立役の衣裳

歌舞伎では、男性の役のことを立役(たちやく)と呼びます。衣裳は、シャツとジャケットとズボンと同じように、いくつかのアイテムを組み合わせて構成されます。衣裳の主なアイテムとしてはまず「着物」、そしてズボンのように腰から下にはく「袴」、上着のような「肩衣」「羽織」があります。「着物」はそれだけでも外出着になりますが、「袴」をつけるほうが一ランク上がって、正装に近くなります。「袴」に「肩衣」を付ける「裃(かみしも)」は武家の正装、羽織袴は町人の正装になります。『熊谷陣屋』の熊谷次郎直実、『源平盛衰記』の斎藤別当実盛など、金糸銀糸や色糸を織り交ぜた「織物(おりもの)」の豪華な衣裳は、歌舞伎の時代物を代表する衣裳です。羽織袴や長裃は江戸時代の実際の扮装ですが、豪華な織物の着用は江戸時代初期に禁止されており、派手な織物の裃などは架空の風俗です。
☆ ☆ ☆
● **課題 1**
立役の衣裳についての文書では、羽織袴は誰の正装とされていますか。
この文書とその後に続くリストは、出典が異なります。

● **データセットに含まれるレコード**
☆ ☆ ☆
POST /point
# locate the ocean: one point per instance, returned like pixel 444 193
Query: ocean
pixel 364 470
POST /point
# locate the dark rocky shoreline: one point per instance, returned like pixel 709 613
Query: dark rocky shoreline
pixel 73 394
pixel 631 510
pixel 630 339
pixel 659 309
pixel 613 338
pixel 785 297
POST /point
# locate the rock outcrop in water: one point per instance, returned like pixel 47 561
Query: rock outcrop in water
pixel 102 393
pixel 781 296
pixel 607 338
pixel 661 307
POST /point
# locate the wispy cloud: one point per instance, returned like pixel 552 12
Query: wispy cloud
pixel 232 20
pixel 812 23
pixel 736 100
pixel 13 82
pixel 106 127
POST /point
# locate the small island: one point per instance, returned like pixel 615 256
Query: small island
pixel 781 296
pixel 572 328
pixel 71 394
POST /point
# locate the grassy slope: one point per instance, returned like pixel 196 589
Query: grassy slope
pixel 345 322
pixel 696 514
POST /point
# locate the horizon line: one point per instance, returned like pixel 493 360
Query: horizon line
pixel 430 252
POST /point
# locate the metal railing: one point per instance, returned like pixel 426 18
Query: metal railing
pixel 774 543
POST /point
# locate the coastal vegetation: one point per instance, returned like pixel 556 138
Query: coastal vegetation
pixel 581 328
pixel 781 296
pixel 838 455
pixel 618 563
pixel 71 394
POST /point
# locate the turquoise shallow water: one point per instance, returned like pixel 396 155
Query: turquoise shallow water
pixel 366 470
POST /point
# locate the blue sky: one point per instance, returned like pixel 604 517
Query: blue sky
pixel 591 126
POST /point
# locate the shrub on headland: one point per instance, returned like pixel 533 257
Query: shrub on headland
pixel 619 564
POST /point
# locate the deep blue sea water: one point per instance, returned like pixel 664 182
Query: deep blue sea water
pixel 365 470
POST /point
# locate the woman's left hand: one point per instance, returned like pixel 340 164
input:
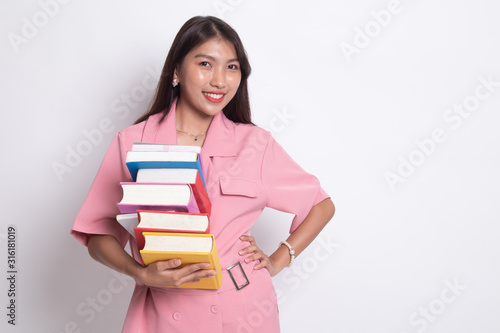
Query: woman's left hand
pixel 265 260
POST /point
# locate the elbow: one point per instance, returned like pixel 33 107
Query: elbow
pixel 330 209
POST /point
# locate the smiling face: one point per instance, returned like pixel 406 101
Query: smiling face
pixel 208 77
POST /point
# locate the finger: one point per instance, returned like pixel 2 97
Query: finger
pixel 249 249
pixel 167 264
pixel 190 269
pixel 248 239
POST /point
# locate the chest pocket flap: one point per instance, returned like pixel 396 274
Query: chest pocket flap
pixel 238 186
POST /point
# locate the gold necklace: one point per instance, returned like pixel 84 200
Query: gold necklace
pixel 195 135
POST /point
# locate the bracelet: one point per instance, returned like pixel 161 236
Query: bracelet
pixel 290 250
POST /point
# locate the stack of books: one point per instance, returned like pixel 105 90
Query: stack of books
pixel 167 208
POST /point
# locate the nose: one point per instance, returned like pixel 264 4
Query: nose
pixel 218 78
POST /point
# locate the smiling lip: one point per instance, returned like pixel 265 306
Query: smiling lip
pixel 215 97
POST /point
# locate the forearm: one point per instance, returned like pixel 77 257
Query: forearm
pixel 108 251
pixel 307 231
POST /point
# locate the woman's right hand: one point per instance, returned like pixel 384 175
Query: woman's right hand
pixel 166 274
pixel 106 250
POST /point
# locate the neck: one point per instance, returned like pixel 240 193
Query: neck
pixel 190 121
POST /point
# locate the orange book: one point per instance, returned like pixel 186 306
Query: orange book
pixel 189 248
pixel 158 221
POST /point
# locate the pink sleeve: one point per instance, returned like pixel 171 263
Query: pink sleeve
pixel 289 188
pixel 98 213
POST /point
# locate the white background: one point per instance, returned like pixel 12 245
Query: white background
pixel 420 255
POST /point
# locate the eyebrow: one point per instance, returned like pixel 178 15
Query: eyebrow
pixel 201 55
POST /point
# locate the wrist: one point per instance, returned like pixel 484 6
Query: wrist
pixel 291 252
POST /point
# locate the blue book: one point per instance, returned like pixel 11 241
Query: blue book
pixel 163 160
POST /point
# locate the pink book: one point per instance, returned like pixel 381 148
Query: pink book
pixel 157 196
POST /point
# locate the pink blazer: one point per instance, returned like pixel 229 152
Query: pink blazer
pixel 245 171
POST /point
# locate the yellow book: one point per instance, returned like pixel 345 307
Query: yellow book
pixel 190 248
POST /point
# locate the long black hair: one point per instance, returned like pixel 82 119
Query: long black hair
pixel 193 33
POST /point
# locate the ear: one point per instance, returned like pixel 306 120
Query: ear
pixel 176 75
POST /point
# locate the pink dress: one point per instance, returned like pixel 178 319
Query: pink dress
pixel 245 170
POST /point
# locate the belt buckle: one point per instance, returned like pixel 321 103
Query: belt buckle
☆ ☆ ☆
● **課題 2**
リストの冒頭から「pixel 591 126」を含む行までを、「Query」を「Target」に置き換えて書き直してください。それ以外は一切変えないでください。

● **期待される出力 1**
町人の正装です。

● **期待される出力 2**
POST /point
# locate the ocean: one point per instance, returned like pixel 444 193
Target: ocean
pixel 364 470
POST /point
# locate the dark rocky shoreline: one point per instance, returned like pixel 709 613
Target: dark rocky shoreline
pixel 73 394
pixel 631 510
pixel 630 339
pixel 659 309
pixel 613 338
pixel 785 297
POST /point
# locate the rock outcrop in water: one point per instance, returned like pixel 47 561
Target: rock outcrop in water
pixel 102 393
pixel 781 296
pixel 607 338
pixel 661 307
POST /point
# locate the wispy cloud: one point per instance, returned like pixel 552 12
Target: wispy cloud
pixel 232 20
pixel 812 23
pixel 736 100
pixel 13 82
pixel 106 127
POST /point
# locate the small island: one point per instance, returned like pixel 615 256
Target: small island
pixel 781 296
pixel 572 328
pixel 71 394
POST /point
# locate the grassy slope: one point per instance, returned like pixel 196 589
Target: grassy slope
pixel 345 322
pixel 696 514
POST /point
# locate the horizon line: one point per instance, returned like pixel 493 360
Target: horizon line
pixel 430 252
POST /point
# locate the metal railing: one point per instance, returned like pixel 426 18
Target: metal railing
pixel 774 543
POST /point
# locate the coastal vegetation: one point per instance, returned like pixel 556 138
Target: coastal vegetation
pixel 581 328
pixel 781 296
pixel 838 455
pixel 618 563
pixel 71 394
POST /point
# locate the turquoise shallow water: one point per instance, returned like pixel 396 155
Target: turquoise shallow water
pixel 366 470
POST /point
# locate the blue sky: one point per instance, returned like pixel 604 517
Target: blue sky
pixel 591 126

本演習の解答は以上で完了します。